* _Task brief_
Copy the lines below word for word, starting with the line that contains "Target: man in blue jacket" and continuing through the final line, with both ends included.

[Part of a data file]
◇ ◇ ◇

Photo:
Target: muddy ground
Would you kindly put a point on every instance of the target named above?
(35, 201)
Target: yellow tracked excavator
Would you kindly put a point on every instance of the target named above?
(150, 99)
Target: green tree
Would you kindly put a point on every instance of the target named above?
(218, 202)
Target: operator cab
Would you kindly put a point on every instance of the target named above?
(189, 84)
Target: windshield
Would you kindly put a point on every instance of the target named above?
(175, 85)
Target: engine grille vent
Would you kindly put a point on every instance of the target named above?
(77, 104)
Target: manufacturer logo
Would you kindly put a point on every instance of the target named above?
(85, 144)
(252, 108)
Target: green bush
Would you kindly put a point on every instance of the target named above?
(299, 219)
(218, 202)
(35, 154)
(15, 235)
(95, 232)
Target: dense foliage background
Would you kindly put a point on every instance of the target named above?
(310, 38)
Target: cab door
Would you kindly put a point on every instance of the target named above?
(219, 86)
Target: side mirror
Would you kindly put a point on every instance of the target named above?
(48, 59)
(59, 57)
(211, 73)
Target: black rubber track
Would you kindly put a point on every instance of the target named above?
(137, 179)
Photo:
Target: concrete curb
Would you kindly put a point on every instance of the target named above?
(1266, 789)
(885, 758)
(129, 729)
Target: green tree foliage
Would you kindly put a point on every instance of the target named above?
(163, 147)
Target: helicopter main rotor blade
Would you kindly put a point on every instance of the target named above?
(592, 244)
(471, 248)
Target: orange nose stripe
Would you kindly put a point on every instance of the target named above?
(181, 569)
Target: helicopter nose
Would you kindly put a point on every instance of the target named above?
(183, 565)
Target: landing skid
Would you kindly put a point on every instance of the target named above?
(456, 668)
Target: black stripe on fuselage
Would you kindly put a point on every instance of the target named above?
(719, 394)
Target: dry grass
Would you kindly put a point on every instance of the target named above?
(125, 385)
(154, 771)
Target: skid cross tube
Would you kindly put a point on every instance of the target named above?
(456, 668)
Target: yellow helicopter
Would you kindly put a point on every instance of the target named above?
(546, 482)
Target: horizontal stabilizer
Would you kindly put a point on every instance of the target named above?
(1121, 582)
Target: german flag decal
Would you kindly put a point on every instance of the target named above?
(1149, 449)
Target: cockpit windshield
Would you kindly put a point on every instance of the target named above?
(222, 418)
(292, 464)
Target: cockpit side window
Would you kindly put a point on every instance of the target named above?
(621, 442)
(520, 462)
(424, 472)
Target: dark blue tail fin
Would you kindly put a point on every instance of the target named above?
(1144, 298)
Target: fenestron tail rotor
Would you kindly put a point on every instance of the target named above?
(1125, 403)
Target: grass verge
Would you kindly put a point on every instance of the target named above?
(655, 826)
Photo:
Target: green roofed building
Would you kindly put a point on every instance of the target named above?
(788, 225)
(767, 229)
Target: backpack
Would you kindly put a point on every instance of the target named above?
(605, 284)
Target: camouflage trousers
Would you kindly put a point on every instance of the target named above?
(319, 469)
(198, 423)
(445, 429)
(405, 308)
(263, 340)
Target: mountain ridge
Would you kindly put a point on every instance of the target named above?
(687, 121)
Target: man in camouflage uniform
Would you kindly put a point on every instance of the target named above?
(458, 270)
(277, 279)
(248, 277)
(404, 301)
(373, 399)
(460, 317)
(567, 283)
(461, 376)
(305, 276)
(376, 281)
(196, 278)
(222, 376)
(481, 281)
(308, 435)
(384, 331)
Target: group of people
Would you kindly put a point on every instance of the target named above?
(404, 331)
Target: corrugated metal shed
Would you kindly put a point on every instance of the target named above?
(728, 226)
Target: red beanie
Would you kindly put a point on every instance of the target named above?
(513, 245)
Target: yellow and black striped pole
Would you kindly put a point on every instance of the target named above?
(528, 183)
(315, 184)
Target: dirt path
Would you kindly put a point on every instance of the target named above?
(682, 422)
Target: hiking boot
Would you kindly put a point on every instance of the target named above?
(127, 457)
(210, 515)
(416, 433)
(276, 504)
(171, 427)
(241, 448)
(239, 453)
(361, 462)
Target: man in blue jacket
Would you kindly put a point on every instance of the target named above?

◇ ◇ ◇

* _Answer to the task_
Target: man in blue jacket
Would you kindly put a point on every instance of the target named above?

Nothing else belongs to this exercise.